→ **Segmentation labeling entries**
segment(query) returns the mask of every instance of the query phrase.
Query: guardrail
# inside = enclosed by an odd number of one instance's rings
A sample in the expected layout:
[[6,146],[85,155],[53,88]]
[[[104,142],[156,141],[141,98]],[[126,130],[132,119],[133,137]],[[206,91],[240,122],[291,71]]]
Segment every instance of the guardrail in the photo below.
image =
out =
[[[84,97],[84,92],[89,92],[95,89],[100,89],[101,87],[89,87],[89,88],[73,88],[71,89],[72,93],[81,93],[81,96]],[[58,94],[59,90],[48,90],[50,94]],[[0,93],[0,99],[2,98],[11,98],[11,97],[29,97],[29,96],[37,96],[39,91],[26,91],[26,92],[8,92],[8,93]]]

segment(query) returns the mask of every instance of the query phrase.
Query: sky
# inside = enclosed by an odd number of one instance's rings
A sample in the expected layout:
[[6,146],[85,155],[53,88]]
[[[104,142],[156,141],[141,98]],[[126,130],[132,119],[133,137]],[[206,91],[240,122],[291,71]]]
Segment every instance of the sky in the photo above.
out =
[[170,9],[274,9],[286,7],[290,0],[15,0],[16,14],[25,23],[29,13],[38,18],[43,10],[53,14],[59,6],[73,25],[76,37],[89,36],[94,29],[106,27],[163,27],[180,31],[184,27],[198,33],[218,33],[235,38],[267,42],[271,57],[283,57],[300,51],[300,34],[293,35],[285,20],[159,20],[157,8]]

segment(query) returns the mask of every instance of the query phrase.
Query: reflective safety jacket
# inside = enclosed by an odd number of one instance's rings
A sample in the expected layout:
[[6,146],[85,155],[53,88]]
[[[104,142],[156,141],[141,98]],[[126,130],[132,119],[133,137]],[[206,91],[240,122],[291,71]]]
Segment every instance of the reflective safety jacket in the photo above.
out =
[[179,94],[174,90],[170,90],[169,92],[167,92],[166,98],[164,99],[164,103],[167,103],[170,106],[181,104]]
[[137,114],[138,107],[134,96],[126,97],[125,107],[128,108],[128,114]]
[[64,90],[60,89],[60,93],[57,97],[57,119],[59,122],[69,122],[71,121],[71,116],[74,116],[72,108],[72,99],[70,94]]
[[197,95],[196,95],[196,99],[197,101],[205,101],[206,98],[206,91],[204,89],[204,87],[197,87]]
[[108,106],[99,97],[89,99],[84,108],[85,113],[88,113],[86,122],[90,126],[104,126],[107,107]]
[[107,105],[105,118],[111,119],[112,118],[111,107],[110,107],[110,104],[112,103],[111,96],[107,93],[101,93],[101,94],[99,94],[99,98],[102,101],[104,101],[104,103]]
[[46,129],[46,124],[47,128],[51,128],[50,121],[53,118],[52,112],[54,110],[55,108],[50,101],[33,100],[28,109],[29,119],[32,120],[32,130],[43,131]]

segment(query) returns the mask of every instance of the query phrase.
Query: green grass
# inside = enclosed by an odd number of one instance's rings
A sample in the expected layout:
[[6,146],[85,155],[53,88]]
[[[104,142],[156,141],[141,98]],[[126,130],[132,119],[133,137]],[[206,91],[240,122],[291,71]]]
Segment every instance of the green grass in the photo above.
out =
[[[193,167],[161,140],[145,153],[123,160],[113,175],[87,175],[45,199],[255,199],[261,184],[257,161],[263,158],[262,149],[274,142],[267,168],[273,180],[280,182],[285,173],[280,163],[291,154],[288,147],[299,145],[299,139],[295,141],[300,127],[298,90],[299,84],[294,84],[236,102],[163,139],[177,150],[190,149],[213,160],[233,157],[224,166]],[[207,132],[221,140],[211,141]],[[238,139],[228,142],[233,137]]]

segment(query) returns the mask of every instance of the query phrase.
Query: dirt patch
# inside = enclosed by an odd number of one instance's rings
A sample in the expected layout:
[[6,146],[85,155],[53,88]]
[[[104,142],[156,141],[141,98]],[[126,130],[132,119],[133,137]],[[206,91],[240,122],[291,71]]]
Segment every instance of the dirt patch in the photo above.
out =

==

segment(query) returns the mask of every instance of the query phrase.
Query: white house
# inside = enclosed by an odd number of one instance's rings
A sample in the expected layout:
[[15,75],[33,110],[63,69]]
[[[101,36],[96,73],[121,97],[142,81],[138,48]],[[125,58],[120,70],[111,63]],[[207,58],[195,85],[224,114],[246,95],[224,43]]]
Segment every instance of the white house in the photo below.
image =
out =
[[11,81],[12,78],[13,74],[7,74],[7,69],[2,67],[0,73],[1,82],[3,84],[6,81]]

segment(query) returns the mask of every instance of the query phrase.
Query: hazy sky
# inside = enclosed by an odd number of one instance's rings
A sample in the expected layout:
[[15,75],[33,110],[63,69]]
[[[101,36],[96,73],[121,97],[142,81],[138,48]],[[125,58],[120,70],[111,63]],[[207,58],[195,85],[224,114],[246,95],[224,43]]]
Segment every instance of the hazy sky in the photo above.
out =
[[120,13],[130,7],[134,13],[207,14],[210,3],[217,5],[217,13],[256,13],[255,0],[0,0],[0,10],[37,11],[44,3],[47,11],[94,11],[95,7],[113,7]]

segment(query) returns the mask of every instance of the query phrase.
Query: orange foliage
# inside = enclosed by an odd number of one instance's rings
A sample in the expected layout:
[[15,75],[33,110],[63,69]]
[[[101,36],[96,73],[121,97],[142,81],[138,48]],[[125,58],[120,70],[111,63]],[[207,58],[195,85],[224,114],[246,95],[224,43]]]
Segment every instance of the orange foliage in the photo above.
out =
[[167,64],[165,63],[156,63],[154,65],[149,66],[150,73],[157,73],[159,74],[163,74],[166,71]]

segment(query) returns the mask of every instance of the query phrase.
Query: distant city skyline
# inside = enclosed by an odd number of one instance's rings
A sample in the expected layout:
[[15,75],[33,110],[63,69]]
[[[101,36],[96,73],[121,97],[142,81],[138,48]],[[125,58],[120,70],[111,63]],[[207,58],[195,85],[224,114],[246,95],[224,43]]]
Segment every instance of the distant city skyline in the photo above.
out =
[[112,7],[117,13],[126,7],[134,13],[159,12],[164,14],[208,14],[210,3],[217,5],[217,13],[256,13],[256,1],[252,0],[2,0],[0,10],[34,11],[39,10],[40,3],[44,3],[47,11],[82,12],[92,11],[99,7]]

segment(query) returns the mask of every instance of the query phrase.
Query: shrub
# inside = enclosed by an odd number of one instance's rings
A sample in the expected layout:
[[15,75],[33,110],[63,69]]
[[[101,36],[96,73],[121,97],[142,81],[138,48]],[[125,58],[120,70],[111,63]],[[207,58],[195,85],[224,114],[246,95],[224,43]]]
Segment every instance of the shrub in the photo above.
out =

--

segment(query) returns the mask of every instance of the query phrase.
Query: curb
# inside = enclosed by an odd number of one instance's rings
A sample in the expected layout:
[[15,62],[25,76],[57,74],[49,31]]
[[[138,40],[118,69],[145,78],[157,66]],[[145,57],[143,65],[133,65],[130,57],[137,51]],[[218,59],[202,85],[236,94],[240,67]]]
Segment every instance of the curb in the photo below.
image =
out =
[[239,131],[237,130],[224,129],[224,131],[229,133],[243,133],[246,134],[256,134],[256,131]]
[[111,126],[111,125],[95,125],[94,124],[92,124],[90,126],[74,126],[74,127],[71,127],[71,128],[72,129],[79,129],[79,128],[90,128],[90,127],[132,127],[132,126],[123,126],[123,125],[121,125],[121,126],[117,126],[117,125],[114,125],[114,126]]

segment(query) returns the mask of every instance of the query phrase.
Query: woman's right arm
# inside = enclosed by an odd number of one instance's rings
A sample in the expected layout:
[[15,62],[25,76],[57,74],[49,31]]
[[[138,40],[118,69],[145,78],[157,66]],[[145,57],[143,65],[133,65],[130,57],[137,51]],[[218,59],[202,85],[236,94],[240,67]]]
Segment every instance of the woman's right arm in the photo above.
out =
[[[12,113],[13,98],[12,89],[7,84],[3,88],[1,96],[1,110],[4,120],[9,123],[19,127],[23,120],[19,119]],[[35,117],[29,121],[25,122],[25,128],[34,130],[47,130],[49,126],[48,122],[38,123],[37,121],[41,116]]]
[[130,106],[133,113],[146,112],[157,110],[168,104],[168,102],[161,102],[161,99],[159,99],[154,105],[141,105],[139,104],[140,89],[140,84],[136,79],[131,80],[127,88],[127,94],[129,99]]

→ **Brief**
How many lines in the records above contain the string "safety"? Reply with the number alone.

→ **The response**
2